◆ **Tasks for this exercise**
1 > In the Postgres sort question, what happened to query time after an index was created on lat and lng in ttb_members_store?
2 > Continue the Postgres sort question from the point at which it stops.

[Passage provided]

How to optimize the sort in Postgres query

https://dba.stackexchange.com/questions/108394

28-09-2020
|

Question

I've been trying to optimize the sort in the following query. I ran EXPLAIN ANALYZE and the majority of the time is during the sort when it arranges the output by distance.

I've tried converting the fields for lat, lng into text and removed the to_number function to see if it would make a difference but the results didn't change.

I tried creating an index in ttb_members_store on lat, lng to see if that would help and the queries were about 125 ms slower.

What would be the next step?

SELECT tms.*, 
       0 as kyori ,
       (power(
           (139.745069 - to_number(tms.lng,'000D00000000')) / 0.0111 * 1000000, 
           2) + 
        power(
           (35.662978 - to_number(tms.lat,'000D00000000')) / 0.0091   *1000000, 
           2)
       ) AS kyori2 
FROM ttb_members tms, 
     mtb_tenshu mt 
WHERE (tms.tenshu_cd = mt.small_cd) 
  AND (tms.view <> 0) 
  AND (tms.type in (2,3)) 
  AND (tms.delete_datetime is null)  
ORDER BY kyori2 ASC 
OFFSET 20 LIMIT 20;

EXPLAIN ANALYZE output:

---------------------------------------------------------------------------
 Limit  (cost=7180.01..7181.66 rows=20 width=621) (actual time=615.232..615.333 rows=20 loops=1)
   ->  Unique  (cost=7178.36..8968.36 rows=21697 width=621) (actual time=615.129..615.288 rows=40 loops=1)
         ->  Sort  (cost=7178.36..7232.60 rows=21697 width=621) (actual time=615.125..615.162 rows=43 loops=1)
               Sort Key: ((power((((139.745069 - to_number(tms.lng, '000D00000000'::text)) / 0.0111) * 1000000::numeric), 2::num
eric) + power((((35.662978 - to_number(tms.lat, '000D00000000'::text)) / 0.0091) * 1000000::numeric), 2::numeric))), tms.id, tms
.store_cd, tms.store_nm_org, tms.store_nm_chg, tms.store_nm_kn_org, tms.store_nm_kn_chg, tms.address1_org, tms.address2_org, tms
.address3_org, tms.address1_chg, tms.address2_chg, tms.address3_chg, tms.search_address, tms.tel, tms.kenku_cd, tms.tensyu_cd, t
ms.new_flg, tms.lat, tms.lng, tms.point, tms.level, tms.view, tms.search_word, tms.create_datetime, tms.update_datetime, tms.del
ete_datetime, tms.proc_flg, tms.type, tms.latlng_chg_flg, tms.view_chg_flg

               Sort Method: quicksort  Memory: 22864kB
               ->  Hash Join  (cost=334.39..5615.61 rows=21697 width=621) (actual time=3.891..284.492 rows=25391 loops=1)
                     Hash Cond: (tms.tensyu_cd = mt.small_cd)
                     ->  Bitmap Heap Scan on ttb_members_store tms  (cost=331.97..4657.03 rows=22804 width=621) (actual time=3.6
93..31.098 rows=23141 loops=1)

[/Passage provided]
[Data for analysis]

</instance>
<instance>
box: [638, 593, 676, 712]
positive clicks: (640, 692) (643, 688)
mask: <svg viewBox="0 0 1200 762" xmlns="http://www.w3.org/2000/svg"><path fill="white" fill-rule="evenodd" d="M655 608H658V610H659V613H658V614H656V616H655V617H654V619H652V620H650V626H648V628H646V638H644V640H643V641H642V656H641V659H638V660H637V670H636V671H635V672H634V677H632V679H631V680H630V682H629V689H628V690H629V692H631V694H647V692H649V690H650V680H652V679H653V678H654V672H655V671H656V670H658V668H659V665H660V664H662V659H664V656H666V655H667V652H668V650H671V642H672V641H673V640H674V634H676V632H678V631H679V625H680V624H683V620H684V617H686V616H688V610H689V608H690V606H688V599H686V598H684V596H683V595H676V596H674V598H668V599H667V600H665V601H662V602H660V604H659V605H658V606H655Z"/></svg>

[/Data for analysis]

◆ **Responses by item number**
1 > The queries were about 125 ms slower.

2 >
                           Recheck Cond: ((view <> 0) AND (type = ANY ('{2,3}'::integer[])) AND (delete_datetime IS NULL))
                           ->  Bitmap Index Scan on ttb_members_store_idx3  (cost=0.00..326.27 rows=22804 width=0) (actual time=
3.206..3.206 rows=23141 loops=1)
                     ->  Hash  (cost=1.63..1.63 rows=63 width=3) (actual time=0.160..0.160 rows=63 loops=1)
                           Buckets: 1024  Batches: 1  Memory Usage: 2kB
                           ->  Seq Scan on mtb_tensyu mt  (cost=0.00..1.63 rows=63 width=3) (actual time=0.005..0.078 rows=63 lo
ops=1)
 Total runtime: 616.526 ms

Here is the definition of the two tables:

Table ttb_members_store

     Column      |            Type             |     Modifiers
-----------------+-----------------------------+-----------------------------
 id              | integer                     | not null default nextval(...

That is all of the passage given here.